Deniz dünyasından çıkınca yorulmuşuz, bu sefer araba ile şehri dolaştık. Sonrada Serap bana, buranın en güzel otelini göstermek istedi. Coronado Oteli. Oraya da buranın en meşhur köprüsünden gidiliyormuş. Köprüden geçtik, paramızı ödemek istedi Serap, almadılar. Meğerse arabada 2 kişi olunca bedavaymış.

Hollywood filmlerinden tanıdığımız Coronado Otelindeyiz. Hemen sahil kumuna bitişik çok büyük bir dinlenme yeri. Buraya Marilyn Monroe oteli de diyorlar, hep filmlerini burada çekerlermiş. Her yer de Marilyn Monroe’nun eski hatıra resimleri var. İçi tamamen gıcır gıcır ahşap. Otelin içinde ayrıca bir de kış bahçesi var. Oturalım dinlenelim dedik. Sonrada içkilerimizi içerken, güneşin batışını seyrettik. Yemekten sonra da bara gittik. Etrafımıza baktık, yaş ortalaması 50, 60 gibi. Çalan müzikte tam o yaşa uygun nostalji idi.

Ertesi gün, gelirken göremediğimiz sahilleri görmek için vakitlice yola çıktık, biraz daha şehri gezdikten sonra, yolumuza devam. Sanatkarlar kasabası Laguna Beach’de tekrar durduk, orayı gezelim burayı derken, gece yarısı eve gelebildik. Pek güzel bir gezi idi, her saniyesi dolu 3 gün geçirdik.







76. Santa Monica


Sisli bir günde gidip gezemeden döndüğümüz Santa Monica ya tekrar gittik. Los Angeles’ın Pasifik sahilinde eğlencesi bol, çok sevilen bir semti. Denize uzanan geniş tahta iskelesinin üstünde yiyecek içecek satanlar, gösteriler yapanlar, hokkabazlar, müzisyenler, tam bayram yeri. En ucundaki Meksika lokantasında öğle yemeğimizi yedik. Sahil boyunca kuzeye doğru biraz gidip birde Malibu’yu görelim dedik.


Bu senenin El Nino olayı çok zarar getirdi Malibu’nun meşhur sahil evlerine. Televizyonda seyredip duruyoruz, dalgalar evlerin altından girip üstünden çıkıp eşyalarını, sonra evleri alıyor, derede, denizde yüzerlerken sahici ev olduğuna inanası gelmiyor insanın. Koca koca evler nasıl yüzüp gidiyorlar. Bu evler ahşap olduğu için böyle güzel güzel yüzüyorlar. Birde gidip yerinde görelim dedik.

Toplanan Veriler:
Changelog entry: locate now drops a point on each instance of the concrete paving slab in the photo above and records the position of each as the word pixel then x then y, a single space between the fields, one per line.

Aşağıdakileri Tamamlayınız:
1. Okuma metnine göre aşağıdaki soruları cevaplayınız.
(a) Köprüden geçerken ücret neden alınmadı?
(b) Coronado Oteline başka hangi ad veriliyor?
(c) Santa Monica'da öğle yemeği nerede yendi?
2. Okuma metninde "Deniz dünyasından çıkınca" sözleriyle başlayıp "kişi olunca bedavaymış." sözleriyle biten kısmı aynen alıntılayınız.

Doğru Cevaplar:
1.
(a) Arabada iki kişi olunca geçiş bedava olduğu için.
(b) Marilyn Monroe oteli.
(c) Denize uzanan tahta iskelenin en ucundaki Meksika lokantasında.

2.
Deniz dünyasından çıkınca yorulmuşuz, bu sefer araba ile şehri dolaştık. Sonrada Serap bana, buranın en güzel otelini göstermek istedi. Coronado Oteli. Oraya da buranın en meşhur köprüsünden gidiliyormuş. Köprüden geçtik, paramızı ödemek istedi Serap, almadılar. Meğerse arabada 2 kişi olunca bedavaymış.